#### [文書抜粋]
_ _ _
日本マイクロソフトは、「東京ゲームショウ2013」開催中の9月20日に、Xbox Oneダウンロード専用タイトル「D4:Dark Dreams Don’t Die」タイトルセッションを実施した。
「D4:Dark Dreams Don't Die」は、株式会社アクセスゲームズの日本人ゲームクリエイター「SWERY」氏が手がける、エピソード形式のXbox One専用サスペンスアドベンチャー。妻を殺害された主人公が、過去に飛べる特殊な能力を駆使して事件の真相を解き明かし、できることならその事件の発生を未然に防ごうとする。
「東京ゲームショウ2013」開催中の9月20日に開催されたタイトルセッションでは、開発を担当する株式会社アクセスゲームズ「SWERY」氏より、ゲームの概要を実機デモンストレーションで紹介してもらったので内容をお届けしよう。
「D4:Dark Dreams Don't Die」は、サブタイトルの単語の頭文字を取って「D4」と名付けられており、Xbox One専用のダウンロードタイトル。特にXbox One Kinectで遊べるようなチューニングをしており、エピソード形式でTVドラマのように各話が配信される予定となっている。
本作の主人公「デイビッド・ヤング」は特殊能力を持つ探偵で、「メメント」と呼ばれる記憶のこもったオブジェクトに触れることで実際に過去の世界を行き来することができる。彼はその能力を使い、過去に殺害された妻の事件を追っているが、2年経っても未だ犯人はおろか、真相にもたどり着けていない、という物語だ。殺された妻は死の間際に「Look for D(Dを探して)」という言葉を残したため、そのキーワードを重要視しているようだ。
SWERY氏による実機デモンストレーションは、飛行機のトイレ内部からスタート。本作では座った状態でKinectを使ってすべての操作ができるようになっており、プレイヤーが手を開いた状態でかざすと画面内を選択、手を握ってグーの状態ではアクションを実行する。また行動するためにはスタミナを消費する。Kinectでは姿勢も感知してキャラクターの視点も変わる。
洗面台で顔を洗ったり、トイレの洗浄ボタンを操作したり、ドアを開いたり、キャラクターが何気なくする人間の動きもKinectの機能を使用して直感的にコントロールが可能。しかも無理に動くわけではなく、さりげなく操作できる印象を受けた。
トイレを出ると、CAの女性「Olivia Jones」とぶつかってしまうデイビッド。もちろんボイスコマンドにも対応しており、カットシーンで表示された選択肢のフレーズを実際の声で話すことができる。選択肢によって相手の反応も変わるようだ。任意のキャラクターにこちらから話しかけることもできる。
_ _ _
#### [データ内容]
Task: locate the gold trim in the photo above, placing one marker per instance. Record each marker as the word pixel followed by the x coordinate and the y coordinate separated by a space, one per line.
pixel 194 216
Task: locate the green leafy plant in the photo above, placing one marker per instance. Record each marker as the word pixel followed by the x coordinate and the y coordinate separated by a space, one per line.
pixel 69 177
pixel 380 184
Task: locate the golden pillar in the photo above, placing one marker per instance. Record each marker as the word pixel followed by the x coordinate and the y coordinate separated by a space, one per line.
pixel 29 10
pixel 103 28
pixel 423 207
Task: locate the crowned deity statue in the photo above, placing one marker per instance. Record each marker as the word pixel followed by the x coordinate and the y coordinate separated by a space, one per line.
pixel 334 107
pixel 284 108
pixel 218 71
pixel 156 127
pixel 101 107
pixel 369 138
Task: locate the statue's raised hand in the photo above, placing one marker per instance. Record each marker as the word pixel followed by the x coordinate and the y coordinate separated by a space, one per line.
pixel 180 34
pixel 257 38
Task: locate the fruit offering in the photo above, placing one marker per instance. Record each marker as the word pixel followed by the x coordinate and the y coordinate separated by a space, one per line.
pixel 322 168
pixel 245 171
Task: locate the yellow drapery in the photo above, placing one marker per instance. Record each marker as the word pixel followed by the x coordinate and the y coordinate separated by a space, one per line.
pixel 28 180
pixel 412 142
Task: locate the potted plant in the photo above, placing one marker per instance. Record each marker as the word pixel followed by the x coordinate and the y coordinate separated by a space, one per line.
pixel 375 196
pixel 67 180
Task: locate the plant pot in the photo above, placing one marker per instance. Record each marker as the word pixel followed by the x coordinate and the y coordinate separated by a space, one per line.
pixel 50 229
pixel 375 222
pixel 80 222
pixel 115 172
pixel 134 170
_ _ _
#### [演習課題]
A – D4の紹介記事のうち、「SWERY氏による実機デモン」で始まり「キャラクターの視点も変わる。」で終わる部分をそのまま書き写してください。
B – D4の紹介記事に基づき、次の問いに答えてください。
(i) 各話はどのような形で配信される予定ですか。
(ii) 主人公が触れることで過去の世界へ行けるオブジェクトは、何と呼ばれていますか。
(iii) Kinectの操作で手を握ってグーの状態にすると、何が行われますか。
C – 次の各記述がD4の紹介記事の内容と一致するかどうかを、はい・いいえで答えてください。判断の根拠となる記事中の語句も、そのまま引用してください。
(i) 本作はXbox One専用のダウンロードタイトルである。
(ii) 主人公は事件から2年のうちに犯人を突き止めている。
(iii) 実機デモンストレーションは飛行機の客席から始まった。

#### [課題別解答]
A –
SWERY氏による実機デモンストレーションは、飛行機のトイレ内部からスタート。本作では座った状態でKinectを使ってすべての操作ができるようになっており、プレイヤーが手を開いた状態でかざすと画面内を選択、手を握ってグーの状態ではアクションを実行する。また行動するためにはスタミナを消費する。Kinectでは姿勢も感知してキャラクターの視点も変わる。

B –
(i) エピソード形式で、TVドラマのように配信される予定です。
(ii) 「メメント」と呼ばれています。
(iii) アクションが実行されます。

C –
(i) はい。「Xbox One専用のダウンロードタイトル」
(ii) いいえ。「2年経っても未だ犯人はおろか、真相にもたどり着けていない」
(iii) いいえ。「飛行機のトイレ内部からスタート」